# Written task
Rewrite every line of the rows below as a JSON list of strings, one string per line, skipping blank lines and leaving out the pictures.

# Excerpted data
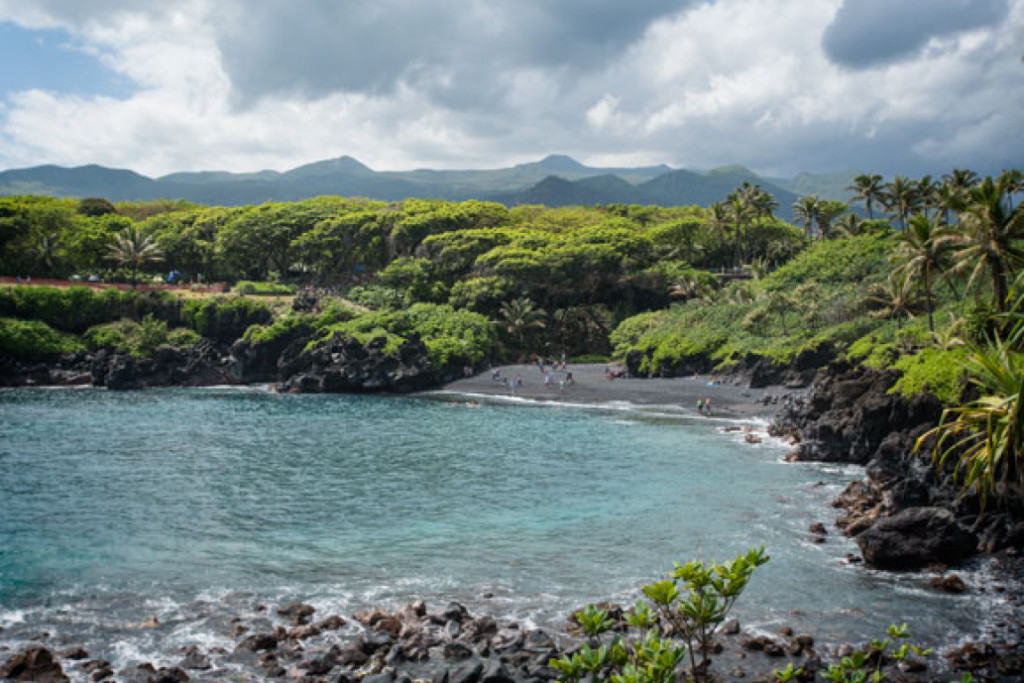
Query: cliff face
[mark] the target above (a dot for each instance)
(908, 513)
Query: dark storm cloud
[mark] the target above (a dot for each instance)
(450, 48)
(869, 33)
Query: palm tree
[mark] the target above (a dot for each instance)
(895, 299)
(962, 179)
(848, 225)
(828, 211)
(806, 209)
(922, 253)
(947, 199)
(520, 317)
(690, 287)
(1013, 183)
(926, 188)
(740, 215)
(46, 249)
(990, 240)
(986, 436)
(132, 249)
(901, 197)
(867, 188)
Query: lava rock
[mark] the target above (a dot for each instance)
(915, 538)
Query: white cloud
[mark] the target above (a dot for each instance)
(457, 85)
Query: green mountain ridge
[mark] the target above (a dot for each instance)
(532, 182)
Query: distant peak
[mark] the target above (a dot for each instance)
(344, 164)
(733, 169)
(561, 163)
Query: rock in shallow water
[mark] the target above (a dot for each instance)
(915, 538)
(36, 664)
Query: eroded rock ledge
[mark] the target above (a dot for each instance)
(908, 513)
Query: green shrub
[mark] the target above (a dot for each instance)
(691, 604)
(222, 318)
(182, 337)
(34, 339)
(250, 288)
(942, 372)
(452, 337)
(138, 338)
(77, 308)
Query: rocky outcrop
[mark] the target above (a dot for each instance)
(907, 513)
(36, 664)
(342, 364)
(849, 416)
(201, 365)
(915, 538)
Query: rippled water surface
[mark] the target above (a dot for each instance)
(193, 505)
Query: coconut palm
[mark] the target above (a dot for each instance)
(962, 179)
(867, 188)
(740, 215)
(806, 209)
(923, 255)
(827, 212)
(1013, 183)
(896, 298)
(46, 249)
(990, 239)
(519, 317)
(901, 198)
(131, 249)
(848, 225)
(947, 200)
(926, 188)
(986, 436)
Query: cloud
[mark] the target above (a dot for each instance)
(458, 52)
(870, 33)
(438, 83)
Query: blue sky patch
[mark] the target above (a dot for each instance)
(48, 60)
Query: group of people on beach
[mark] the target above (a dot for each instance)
(704, 407)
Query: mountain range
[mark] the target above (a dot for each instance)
(555, 180)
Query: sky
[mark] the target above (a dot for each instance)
(779, 86)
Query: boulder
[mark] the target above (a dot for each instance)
(297, 612)
(915, 538)
(257, 643)
(36, 664)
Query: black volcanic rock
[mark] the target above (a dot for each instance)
(915, 538)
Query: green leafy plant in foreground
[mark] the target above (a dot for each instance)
(690, 605)
(985, 435)
(872, 664)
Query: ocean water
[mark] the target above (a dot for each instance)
(199, 506)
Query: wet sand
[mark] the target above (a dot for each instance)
(591, 386)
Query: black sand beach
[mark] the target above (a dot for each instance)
(590, 385)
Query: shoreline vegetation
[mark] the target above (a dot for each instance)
(893, 343)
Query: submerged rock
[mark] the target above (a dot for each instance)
(36, 664)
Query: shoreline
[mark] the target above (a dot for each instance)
(729, 398)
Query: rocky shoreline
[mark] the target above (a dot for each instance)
(905, 515)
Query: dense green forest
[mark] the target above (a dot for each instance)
(687, 288)
(921, 276)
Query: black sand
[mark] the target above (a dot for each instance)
(591, 386)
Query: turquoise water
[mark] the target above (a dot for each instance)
(196, 505)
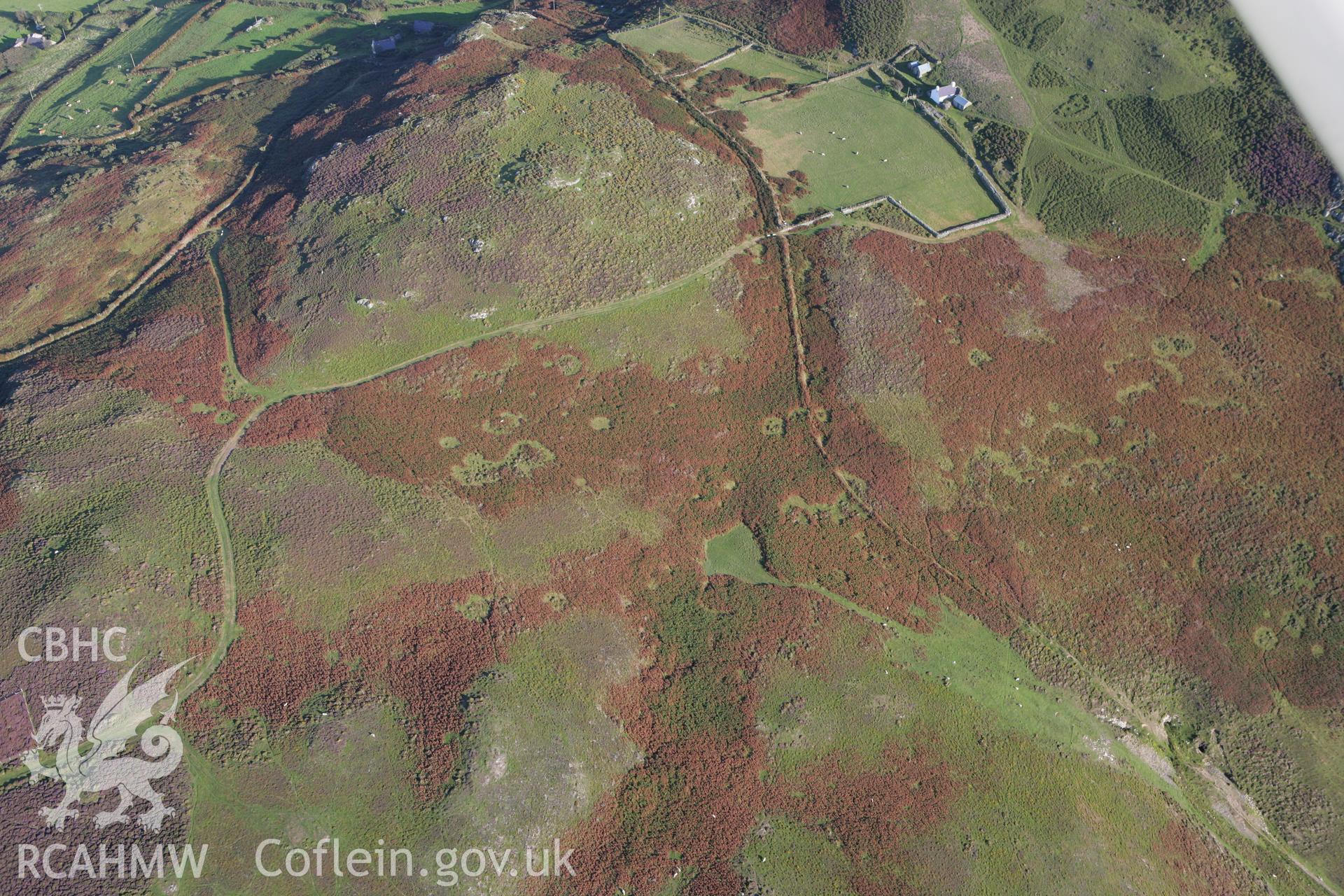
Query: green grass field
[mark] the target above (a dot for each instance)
(760, 64)
(226, 31)
(679, 35)
(857, 141)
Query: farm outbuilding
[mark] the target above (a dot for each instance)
(942, 93)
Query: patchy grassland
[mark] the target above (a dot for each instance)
(857, 141)
(445, 227)
(109, 526)
(277, 49)
(663, 330)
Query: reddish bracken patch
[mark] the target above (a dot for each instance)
(1121, 450)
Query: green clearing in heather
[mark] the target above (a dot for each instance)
(99, 96)
(679, 35)
(855, 141)
(663, 331)
(343, 35)
(737, 554)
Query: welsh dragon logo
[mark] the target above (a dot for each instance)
(100, 764)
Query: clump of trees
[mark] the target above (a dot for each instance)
(874, 29)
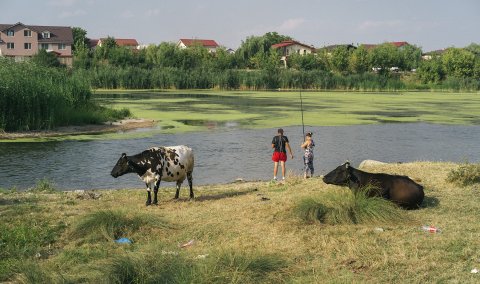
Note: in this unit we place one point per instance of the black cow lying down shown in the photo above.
(399, 189)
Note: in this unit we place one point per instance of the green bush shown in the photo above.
(34, 97)
(217, 267)
(348, 207)
(464, 175)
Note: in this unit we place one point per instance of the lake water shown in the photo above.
(224, 154)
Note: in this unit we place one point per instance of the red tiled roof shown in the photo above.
(126, 42)
(288, 43)
(202, 42)
(58, 34)
(119, 41)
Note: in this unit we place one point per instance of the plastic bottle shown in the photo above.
(431, 229)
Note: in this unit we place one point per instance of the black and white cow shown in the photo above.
(173, 163)
(399, 189)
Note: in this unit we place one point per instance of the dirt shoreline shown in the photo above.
(121, 125)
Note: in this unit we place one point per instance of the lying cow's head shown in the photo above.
(121, 167)
(338, 176)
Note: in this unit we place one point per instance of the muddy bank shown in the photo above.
(116, 126)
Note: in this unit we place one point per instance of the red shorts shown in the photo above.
(279, 156)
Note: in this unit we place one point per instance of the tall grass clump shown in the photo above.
(26, 240)
(217, 267)
(43, 186)
(34, 97)
(110, 225)
(348, 207)
(466, 174)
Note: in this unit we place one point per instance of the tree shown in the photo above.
(359, 60)
(383, 57)
(458, 62)
(431, 71)
(254, 49)
(103, 52)
(474, 48)
(44, 58)
(80, 39)
(410, 57)
(339, 59)
(305, 62)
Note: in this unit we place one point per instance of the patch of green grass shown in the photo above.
(466, 174)
(109, 225)
(217, 267)
(347, 207)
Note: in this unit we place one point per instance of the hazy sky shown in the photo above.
(430, 24)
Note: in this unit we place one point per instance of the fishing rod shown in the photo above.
(301, 109)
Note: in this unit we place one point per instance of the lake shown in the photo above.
(227, 153)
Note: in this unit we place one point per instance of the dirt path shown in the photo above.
(121, 125)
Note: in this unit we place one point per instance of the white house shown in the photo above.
(209, 44)
(290, 47)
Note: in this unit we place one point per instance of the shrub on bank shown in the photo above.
(464, 175)
(348, 207)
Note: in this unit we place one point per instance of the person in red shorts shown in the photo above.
(279, 145)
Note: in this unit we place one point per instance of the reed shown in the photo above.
(34, 97)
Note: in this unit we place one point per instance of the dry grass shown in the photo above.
(240, 229)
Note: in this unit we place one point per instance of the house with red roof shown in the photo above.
(289, 47)
(398, 44)
(124, 42)
(209, 44)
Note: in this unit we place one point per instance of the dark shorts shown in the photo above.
(279, 156)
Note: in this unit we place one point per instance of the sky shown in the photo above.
(429, 24)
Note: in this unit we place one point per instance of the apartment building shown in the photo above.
(21, 41)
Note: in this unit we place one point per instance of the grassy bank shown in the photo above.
(34, 97)
(251, 232)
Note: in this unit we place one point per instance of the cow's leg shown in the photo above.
(155, 191)
(190, 183)
(179, 183)
(149, 197)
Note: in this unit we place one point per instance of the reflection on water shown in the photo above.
(223, 156)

# Problem solution
[
  "Query: cliff face",
  "[mark] the target above (a dot for each instance)",
  "(908, 513)",
  "Query: dark storm cloud",
  "[mark] the target above (a dot for each instance)",
  "(450, 48)",
  "(869, 33)",
  "Query: palm tree",
  "[mark] the target above (a dot for each instance)",
  "(895, 299)",
  "(962, 179)",
  "(848, 225)",
  "(828, 211)",
  "(806, 209)",
  "(922, 253)",
  "(947, 199)",
  "(520, 317)",
  "(690, 287)",
  "(1013, 183)",
  "(926, 188)",
  "(740, 215)",
  "(46, 249)",
  "(990, 240)",
  "(986, 436)",
  "(132, 249)",
  "(901, 197)",
  "(867, 188)",
  "Query: lava rock",
  "[mark] the target above (a dot for each instance)",
  "(915, 538)",
  "Query: white cloud",
  "[mark] the target above (a dot for each instance)",
  "(457, 85)",
  "Query: green mountain ridge",
  "[mark] the target above (a dot for each instance)",
  "(532, 182)",
  "Query: distant peak",
  "[mark] the target above (a dot for each instance)",
  "(344, 164)",
  "(733, 169)",
  "(561, 163)",
  "Query: rock in shallow water",
  "[mark] the target above (a dot for each instance)",
  "(915, 538)",
  "(36, 664)",
  "Query: eroded rock ledge",
  "[mark] the target above (a dot for each instance)",
  "(908, 513)",
  "Query: green shrub",
  "[mark] the target above (a dot for each instance)",
  "(691, 604)",
  "(222, 318)",
  "(182, 337)",
  "(34, 339)",
  "(250, 288)",
  "(942, 372)",
  "(452, 337)",
  "(138, 338)",
  "(77, 308)",
  "Query: rocky outcrop",
  "[mark] the target above (a dot for each instance)",
  "(907, 513)",
  "(36, 664)",
  "(342, 364)",
  "(849, 416)",
  "(201, 365)",
  "(915, 538)",
  "Query: rippled water surface",
  "[mark] the target above (a dot for each instance)",
  "(193, 505)",
  "Query: coconut palm",
  "[mark] the target above (a dot for each instance)",
  "(962, 179)",
  "(867, 188)",
  "(740, 215)",
  "(806, 209)",
  "(923, 255)",
  "(827, 212)",
  "(1013, 183)",
  "(896, 298)",
  "(46, 249)",
  "(990, 239)",
  "(519, 317)",
  "(901, 198)",
  "(131, 249)",
  "(848, 225)",
  "(947, 200)",
  "(926, 188)",
  "(986, 436)",
  "Query: cloud",
  "[mark] the target above (a dot for each instance)",
  "(458, 52)",
  "(870, 33)",
  "(438, 83)",
  "Query: blue sky patch",
  "[mark] the target above (a dot for each instance)",
  "(48, 60)",
  "Query: group of people on beach",
  "[mark] the target above (a dot for each instance)",
  "(704, 407)",
  "Query: mountain range",
  "[mark] the target above (a dot for each instance)",
  "(555, 180)",
  "Query: sky",
  "[mark] the target above (a dot for each instance)",
  "(779, 86)",
  "Query: boulder",
  "[mark] the target above (a dot for each instance)",
  "(297, 612)",
  "(915, 538)",
  "(257, 643)",
  "(36, 664)",
  "Query: black volcanic rock",
  "[mark] the target above (a dot for each instance)",
  "(915, 538)",
  "Query: green leafy plant in foreground",
  "[mark] the target above (a dot for each instance)",
  "(690, 605)",
  "(985, 435)",
  "(872, 664)",
  "Query: ocean water",
  "[mark] the target above (a dot for each instance)",
  "(199, 506)",
  "Query: wet sand",
  "[mark] the target above (a dot for each instance)",
  "(591, 386)",
  "Query: black sand beach",
  "[mark] the target above (a dot for each instance)",
  "(590, 385)",
  "Query: shoreline vegetation",
  "[mark] the target above (a dot for each instance)",
  "(893, 343)",
  "Query: submerged rock",
  "[mark] the target above (a dot for each instance)",
  "(36, 664)",
  "Query: shoreline",
  "[mark] the target above (a dot for each instance)",
  "(729, 398)",
  "Query: rocky shoreline",
  "[mark] the target above (a dot for each instance)",
  "(905, 515)",
  "Query: dense green forest",
  "[mark] the target above (a dot for each instance)",
  "(687, 288)",
  "(921, 276)",
  "Query: black sand",
  "[mark] the target above (a dot for each instance)",
  "(591, 386)",
  "Query: turquoise water",
  "[mark] the target above (a dot for each instance)",
  "(196, 505)",
  "Query: green grass field",
  "[mark] the target above (a dot for each instance)",
  "(760, 64)",
  "(226, 31)",
  "(679, 35)",
  "(857, 141)",
  "Query: farm outbuilding",
  "[mark] the target above (a dot for each instance)",
  "(942, 93)",
  "Query: patchy grassland",
  "[mark] the target above (a dot for each instance)",
  "(857, 141)",
  "(445, 227)",
  "(109, 526)",
  "(277, 49)",
  "(663, 330)",
  "Query: reddish bracken patch",
  "[mark] the target above (a dot for each instance)",
  "(1121, 450)",
  "Query: green clearing in heather",
  "[mark] the target above (a dot for each instance)",
  "(99, 96)",
  "(679, 35)",
  "(855, 141)",
  "(663, 331)",
  "(343, 35)",
  "(737, 554)",
  "Query: welsh dragon logo",
  "[mark] the target above (a dot for each instance)",
  "(100, 764)",
  "Query: clump of trees",
  "[mark] the target above (a dot for each instance)",
  "(874, 29)",
  "Note: in this unit we place one point per instance of the black cow lying down shown in the photo above.",
  "(399, 189)",
  "Note: in this unit we place one point per instance of the green bush shown in the photo above.",
  "(34, 97)",
  "(217, 267)",
  "(348, 207)",
  "(464, 175)",
  "Note: in this unit we place one point per instance of the lake water shown in the photo above.",
  "(224, 154)",
  "Note: in this unit we place one point per instance of the red tiled roof shown in the photo above.",
  "(126, 42)",
  "(288, 43)",
  "(202, 42)",
  "(58, 34)",
  "(119, 41)",
  "Note: in this unit we place one point per instance of the plastic bottle shown in the photo above.",
  "(431, 229)",
  "Note: in this unit we place one point per instance of the black and white cow shown in the photo above.",
  "(173, 163)",
  "(399, 189)",
  "Note: in this unit we place one point per instance of the dirt shoreline shown in the photo above.",
  "(121, 125)",
  "Note: in this unit we place one point per instance of the lying cow's head shown in the photo above.",
  "(121, 167)",
  "(338, 176)",
  "Note: in this unit we place one point per instance of the muddy bank shown in the photo above.",
  "(116, 126)",
  "Note: in this unit we place one point per instance of the red shorts shown in the photo above.",
  "(279, 156)",
  "Note: in this unit we place one point per instance of the tall grass clump shown in the photo above.",
  "(26, 240)",
  "(217, 267)",
  "(43, 186)",
  "(34, 97)",
  "(110, 225)",
  "(348, 207)",
  "(466, 174)",
  "Note: in this unit we place one point per instance of the tree shown in the photo above.",
  "(359, 60)",
  "(383, 57)",
  "(458, 62)",
  "(431, 71)",
  "(254, 49)",
  "(103, 52)",
  "(474, 48)",
  "(44, 58)",
  "(80, 39)",
  "(410, 57)",
  "(339, 59)",
  "(305, 62)",
  "Note: in this unit we place one point per instance of the patch of green grass shown in the photo above.",
  "(466, 174)",
  "(109, 225)",
  "(217, 267)",
  "(347, 207)",
  "Note: in this unit we place one point per instance of the hazy sky shown in the photo above.",
  "(430, 24)",
  "Note: in this unit we place one point per instance of the fishing rod shown in the photo above.",
  "(301, 109)",
  "Note: in this unit we place one point per instance of the lake shown in the photo above.",
  "(227, 153)",
  "Note: in this unit we place one point per instance of the dirt path shown in the photo above.",
  "(121, 125)",
  "Note: in this unit we place one point per instance of the white house shown in the photo above.",
  "(209, 44)",
  "(290, 47)",
  "Note: in this unit we place one point per instance of the shrub on bank shown in the photo above.",
  "(464, 175)",
  "(348, 207)",
  "Note: in this unit we place one point per instance of the person in red shorts shown in the photo above.",
  "(279, 145)",
  "Note: in this unit we place one point per instance of the reed shown in the photo above.",
  "(34, 97)",
  "Note: in this unit we place one point per instance of the dry grass shown in the photo above.",
  "(240, 229)",
  "Note: in this unit we place one point per instance of the house with red roof shown in the photo above.",
  "(289, 47)",
  "(398, 44)",
  "(124, 42)",
  "(209, 44)",
  "Note: in this unit we place one point per instance of the dark shorts shown in the photo above.",
  "(279, 156)",
  "Note: in this unit we place one point per instance of the sky shown in the photo above.",
  "(429, 24)",
  "Note: in this unit we place one point per instance of the apartment building shown in the photo above.",
  "(21, 41)",
  "Note: in this unit we place one point per instance of the grassy bank shown in the photo above.",
  "(34, 97)",
  "(251, 232)",
  "Note: in this unit we place one point per instance of the cow's leg shown in the photo above.",
  "(155, 191)",
  "(190, 183)",
  "(179, 183)",
  "(149, 197)",
  "Note: in this unit we place one point per instance of the reflection on water shown in the photo above.",
  "(223, 156)"
]